Rewrite all the items below as a numbered list with one line per number, skipping blank lines and leaving out the pictures.

• Available data:
======

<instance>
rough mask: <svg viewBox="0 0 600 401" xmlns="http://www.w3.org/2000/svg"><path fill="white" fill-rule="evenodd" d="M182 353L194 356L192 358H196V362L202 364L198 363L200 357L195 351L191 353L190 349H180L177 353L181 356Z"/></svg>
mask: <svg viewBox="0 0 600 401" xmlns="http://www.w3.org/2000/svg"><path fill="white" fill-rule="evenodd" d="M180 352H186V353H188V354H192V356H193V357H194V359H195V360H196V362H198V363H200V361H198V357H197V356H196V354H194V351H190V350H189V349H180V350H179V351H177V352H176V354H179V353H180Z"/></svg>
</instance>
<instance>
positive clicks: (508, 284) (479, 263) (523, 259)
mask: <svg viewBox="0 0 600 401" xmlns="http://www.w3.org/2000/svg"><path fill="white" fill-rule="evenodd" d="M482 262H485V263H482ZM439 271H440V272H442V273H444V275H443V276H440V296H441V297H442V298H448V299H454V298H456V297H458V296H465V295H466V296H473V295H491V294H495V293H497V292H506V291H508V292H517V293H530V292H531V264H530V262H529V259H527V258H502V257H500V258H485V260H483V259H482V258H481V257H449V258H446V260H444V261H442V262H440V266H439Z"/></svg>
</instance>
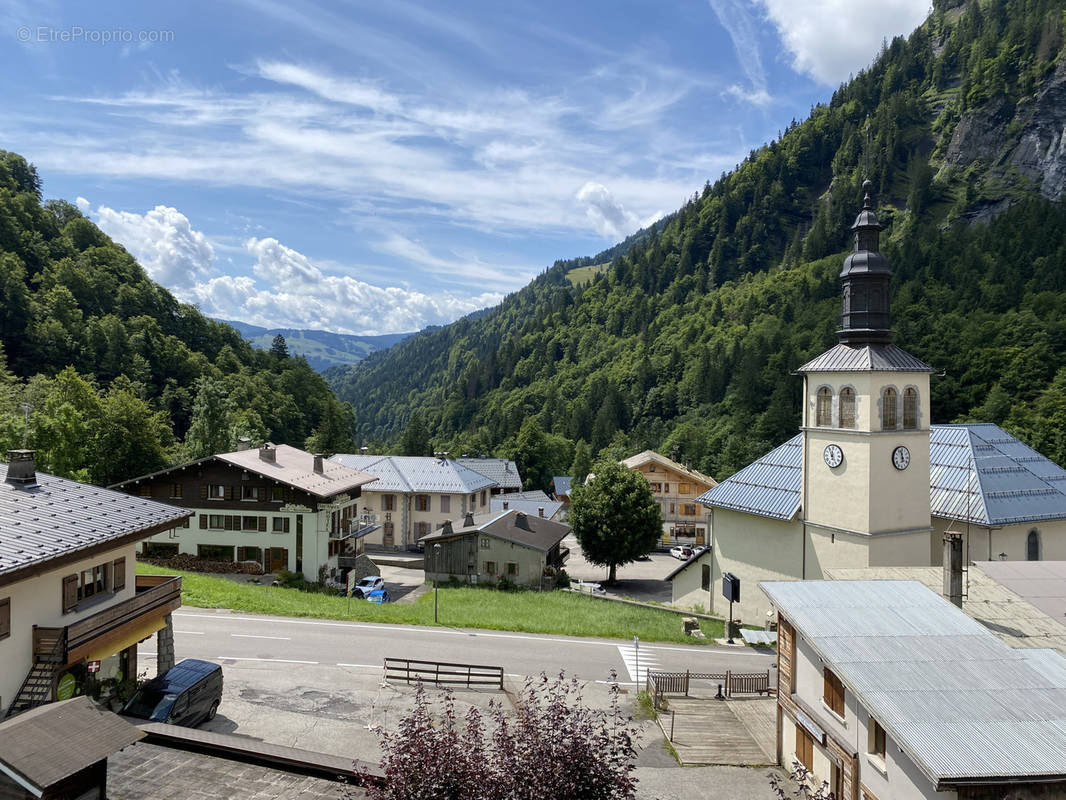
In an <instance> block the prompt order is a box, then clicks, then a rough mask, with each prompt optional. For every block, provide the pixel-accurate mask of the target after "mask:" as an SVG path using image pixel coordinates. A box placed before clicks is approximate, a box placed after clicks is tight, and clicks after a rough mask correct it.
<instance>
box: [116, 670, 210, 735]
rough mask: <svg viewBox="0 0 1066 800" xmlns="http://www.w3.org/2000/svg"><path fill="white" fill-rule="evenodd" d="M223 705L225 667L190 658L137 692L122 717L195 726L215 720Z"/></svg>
mask: <svg viewBox="0 0 1066 800" xmlns="http://www.w3.org/2000/svg"><path fill="white" fill-rule="evenodd" d="M220 703H222V667H220V666H219V665H216V663H212V662H211V661H201V660H199V659H197V658H187V659H185V660H183V661H181V662H180V663H176V665H175V666H174V667H172V668H171V669H168V670H167V671H166V672H164V673H163V674H162V675H158V676H157V677H154V678H152V679H151V681H149V682H148V683H147V684H145V685H144V686H142V687H141V688H140V689H138V690H136V691H135V692H134V693H133V697H132V698H130V699H129V702H128V703H126V705H125V706H123V709H122V710H120V711H119V714H123V715H125V716H127V717H136V718H138V719H146V720H150V721H151V722H169V723H172V724H175V725H185V726H188V727H193V726H195V725H198V724H199V723H201V722H209V721H210V720H212V719H214V715H215V713H216V711H217V710H219V704H220Z"/></svg>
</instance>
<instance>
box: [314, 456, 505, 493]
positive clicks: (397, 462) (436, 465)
mask: <svg viewBox="0 0 1066 800" xmlns="http://www.w3.org/2000/svg"><path fill="white" fill-rule="evenodd" d="M330 461H335V462H337V463H338V464H343V465H344V466H348V467H351V468H353V469H360V470H364V471H366V473H368V474H370V475H372V476H374V477H375V478H377V479H378V482H377V483H375V484H374V485H373V486H371V487H370V491H371V492H401V493H404V492H433V493H441V494H458V495H463V494H472V493H474V492H477V491H479V490H482V489H488V487H490V486H495V485H496V481H494V480H492V479H491V478H486V477H485V476H484V475H482V474H481V473H475V471H474V470H473V469H470V468H469V467H465V466H463V465H462V464H459V463H458V462H456V461H453V460H450V459H438V458H435V457H432V455H355V454H350V453H338V454H337V455H334V457H333V458H332V459H330Z"/></svg>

======

• Answer space:
1. <instance>
2. rough mask: <svg viewBox="0 0 600 401" xmlns="http://www.w3.org/2000/svg"><path fill="white" fill-rule="evenodd" d="M182 353L194 356L192 358H196V362L202 364L198 363L200 357L195 351L191 353L190 349H180L177 353L181 356Z"/></svg>
3. mask: <svg viewBox="0 0 600 401" xmlns="http://www.w3.org/2000/svg"><path fill="white" fill-rule="evenodd" d="M180 352H186V353H188V354H192V356H193V357H194V359H195V360H196V362H198V363H200V361H198V357H197V356H196V354H194V351H190V350H189V349H180V350H179V351H177V352H176V354H179V353H180Z"/></svg>
4. </instance>
5. <instance>
6. positive clicks: (508, 284) (479, 263) (523, 259)
7. mask: <svg viewBox="0 0 600 401" xmlns="http://www.w3.org/2000/svg"><path fill="white" fill-rule="evenodd" d="M482 262H485V263H482ZM439 271H440V272H442V273H444V275H443V276H440V296H441V297H442V298H448V299H454V298H456V297H458V296H465V295H466V296H473V295H491V294H495V293H497V292H506V291H508V292H517V293H530V292H531V264H530V262H529V259H527V258H502V257H500V258H485V260H483V259H482V258H481V257H449V258H446V260H444V261H442V262H440V266H439Z"/></svg>
8. </instance>
9. In an <instance> block the prompt order is a box, then clicks, then a rough mask, with each prompt optional. For every block, provide the pixel-accurate mask of the target after "mask:" as an SVG path using image pixel coordinates. A box placed before clicks is approximate, a box placed after clicks is tight, and clicks after a rough mask correct it.
10. <instance>
11. box: [116, 670, 210, 735]
12. rough mask: <svg viewBox="0 0 1066 800" xmlns="http://www.w3.org/2000/svg"><path fill="white" fill-rule="evenodd" d="M223 705L225 667L190 658L137 692L122 717L195 726L215 720Z"/></svg>
13. mask: <svg viewBox="0 0 1066 800" xmlns="http://www.w3.org/2000/svg"><path fill="white" fill-rule="evenodd" d="M220 703H222V667H220V666H219V665H216V663H212V662H211V661H201V660H199V659H197V658H187V659H185V660H183V661H181V662H180V663H176V665H175V666H174V667H172V668H171V669H168V670H167V671H166V672H164V673H163V674H162V675H158V676H157V677H154V678H152V679H151V681H149V682H148V683H147V684H145V685H144V686H142V687H141V688H140V689H138V690H136V691H135V692H134V693H133V697H132V698H130V699H129V702H128V703H126V705H125V706H123V709H122V710H120V711H119V714H123V715H125V716H127V717H136V718H138V719H146V720H150V721H151V722H169V723H172V724H175V725H185V726H188V727H193V726H195V725H198V724H199V723H201V722H209V721H210V720H212V719H214V715H215V713H216V711H217V710H219V704H220Z"/></svg>
14. </instance>
15. <instance>
16. box: [314, 456, 505, 493]
17. positive clicks: (397, 462) (436, 465)
18. mask: <svg viewBox="0 0 1066 800" xmlns="http://www.w3.org/2000/svg"><path fill="white" fill-rule="evenodd" d="M330 461H335V462H337V463H338V464H343V465H344V466H348V467H351V468H353V469H360V470H364V471H366V473H368V474H370V475H372V476H374V477H375V478H377V479H378V482H377V483H375V484H374V485H373V486H371V487H370V491H371V492H401V493H404V492H433V493H441V494H458V495H463V494H472V493H474V492H477V491H479V490H482V489H488V487H490V486H495V485H496V481H494V480H492V479H491V478H486V477H485V476H484V475H482V474H481V473H475V471H474V470H473V469H470V468H469V467H465V466H463V465H462V464H459V463H458V462H456V461H453V460H450V459H438V458H435V457H432V455H355V454H350V453H338V454H337V455H334V457H333V458H332V459H330Z"/></svg>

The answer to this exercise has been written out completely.